#### Dataset rows

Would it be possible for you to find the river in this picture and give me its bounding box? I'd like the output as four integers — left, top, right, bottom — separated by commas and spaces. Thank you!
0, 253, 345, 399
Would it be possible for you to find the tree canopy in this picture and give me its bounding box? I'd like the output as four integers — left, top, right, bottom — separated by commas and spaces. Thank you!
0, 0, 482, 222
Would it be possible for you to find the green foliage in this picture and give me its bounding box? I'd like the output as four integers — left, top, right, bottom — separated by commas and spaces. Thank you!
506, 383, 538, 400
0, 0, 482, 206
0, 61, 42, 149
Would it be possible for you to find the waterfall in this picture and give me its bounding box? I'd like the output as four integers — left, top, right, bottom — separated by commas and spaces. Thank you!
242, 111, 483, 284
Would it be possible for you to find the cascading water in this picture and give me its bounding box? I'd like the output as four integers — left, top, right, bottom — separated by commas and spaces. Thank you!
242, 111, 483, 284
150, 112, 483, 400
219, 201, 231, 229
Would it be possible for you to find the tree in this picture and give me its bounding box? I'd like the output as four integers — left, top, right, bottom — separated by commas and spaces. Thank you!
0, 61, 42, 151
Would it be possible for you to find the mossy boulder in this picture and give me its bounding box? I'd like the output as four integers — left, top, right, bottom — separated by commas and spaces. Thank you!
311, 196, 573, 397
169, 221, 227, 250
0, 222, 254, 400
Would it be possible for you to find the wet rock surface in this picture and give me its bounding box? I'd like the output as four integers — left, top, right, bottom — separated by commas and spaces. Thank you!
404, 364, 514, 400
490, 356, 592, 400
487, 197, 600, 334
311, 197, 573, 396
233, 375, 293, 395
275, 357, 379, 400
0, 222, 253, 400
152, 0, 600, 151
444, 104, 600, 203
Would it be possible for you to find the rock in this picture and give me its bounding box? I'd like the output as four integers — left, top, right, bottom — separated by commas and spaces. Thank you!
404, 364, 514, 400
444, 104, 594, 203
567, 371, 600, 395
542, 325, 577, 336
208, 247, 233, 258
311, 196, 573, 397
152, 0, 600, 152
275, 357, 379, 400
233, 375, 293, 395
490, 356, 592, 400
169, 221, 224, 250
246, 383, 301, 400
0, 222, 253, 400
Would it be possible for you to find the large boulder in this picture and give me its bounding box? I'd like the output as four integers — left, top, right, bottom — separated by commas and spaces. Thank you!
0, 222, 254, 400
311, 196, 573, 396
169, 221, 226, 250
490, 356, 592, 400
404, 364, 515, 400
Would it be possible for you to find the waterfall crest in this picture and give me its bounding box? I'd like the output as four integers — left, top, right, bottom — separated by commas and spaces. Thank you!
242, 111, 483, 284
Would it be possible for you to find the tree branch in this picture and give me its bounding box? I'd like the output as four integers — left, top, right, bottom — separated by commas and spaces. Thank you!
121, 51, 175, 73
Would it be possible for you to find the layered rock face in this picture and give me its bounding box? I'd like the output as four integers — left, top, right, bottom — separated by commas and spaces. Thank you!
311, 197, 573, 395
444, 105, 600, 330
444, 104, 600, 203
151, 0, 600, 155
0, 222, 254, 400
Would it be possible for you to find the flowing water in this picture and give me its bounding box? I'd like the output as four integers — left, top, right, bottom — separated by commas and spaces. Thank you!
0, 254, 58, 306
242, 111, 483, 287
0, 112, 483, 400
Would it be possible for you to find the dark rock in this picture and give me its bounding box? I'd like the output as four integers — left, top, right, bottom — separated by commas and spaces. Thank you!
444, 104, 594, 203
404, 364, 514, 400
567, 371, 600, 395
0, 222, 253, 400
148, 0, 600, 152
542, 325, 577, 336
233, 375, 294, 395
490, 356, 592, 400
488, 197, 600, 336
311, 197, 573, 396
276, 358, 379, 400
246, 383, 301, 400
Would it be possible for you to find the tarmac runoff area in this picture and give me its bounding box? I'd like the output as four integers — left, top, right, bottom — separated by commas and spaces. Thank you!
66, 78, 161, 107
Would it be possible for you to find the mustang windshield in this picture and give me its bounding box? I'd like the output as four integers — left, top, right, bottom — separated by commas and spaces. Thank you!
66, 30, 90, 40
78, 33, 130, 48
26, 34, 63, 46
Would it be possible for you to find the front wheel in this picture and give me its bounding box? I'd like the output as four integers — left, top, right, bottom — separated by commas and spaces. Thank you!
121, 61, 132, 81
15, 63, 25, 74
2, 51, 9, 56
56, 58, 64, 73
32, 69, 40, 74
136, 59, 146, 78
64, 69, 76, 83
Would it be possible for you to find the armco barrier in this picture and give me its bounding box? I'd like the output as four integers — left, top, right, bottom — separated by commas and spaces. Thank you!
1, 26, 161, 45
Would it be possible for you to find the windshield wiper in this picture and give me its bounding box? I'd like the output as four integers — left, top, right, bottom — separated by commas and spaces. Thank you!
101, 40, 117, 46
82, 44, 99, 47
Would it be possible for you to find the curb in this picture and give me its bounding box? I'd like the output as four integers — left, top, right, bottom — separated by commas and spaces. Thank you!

########

### Given request
Arrange the lines of the items, from the line containing "Would it be possible for you to find the dark" through the line containing "64, 69, 76, 83", both included, as a JSON list of strings with one string per line and blank lines omitted.

### Full response
[
  "Would it be possible for you to find the dark rock in this picture and give me its bounding box? I'd like the output as four integers — left, top, right, bottom — separated by commas and spaces. Thank you!",
  "444, 104, 594, 203",
  "404, 364, 514, 400",
  "567, 371, 600, 395",
  "0, 222, 253, 400",
  "148, 0, 600, 152",
  "542, 325, 577, 336",
  "233, 375, 294, 395",
  "490, 356, 592, 400",
  "488, 197, 600, 336",
  "311, 197, 573, 396",
  "276, 358, 379, 400",
  "246, 383, 301, 400",
  "Would it be possible for you to find the tarmac runoff area in this picture and give me its bounding box? I'd like the output as four integers — left, top, right, bottom — separated by commas and spaces. Thank you!",
  "66, 78, 161, 107",
  "Would it be possible for you to find the mustang windshield in this picture and give me its bounding box? I'd like the output as four integers — left, top, right, bottom — separated by commas and spaces. Thank you!",
  "66, 30, 90, 40",
  "78, 33, 130, 48",
  "26, 34, 63, 46",
  "Would it be possible for you to find the front wheel in this picture and give me its bounding box? I'd like the output as four integers — left, top, right, bottom — separated by commas and spaces. Thank you!",
  "121, 61, 132, 81",
  "15, 63, 25, 74",
  "2, 51, 9, 56",
  "56, 58, 64, 73",
  "32, 69, 40, 74",
  "136, 59, 146, 78",
  "64, 69, 76, 83"
]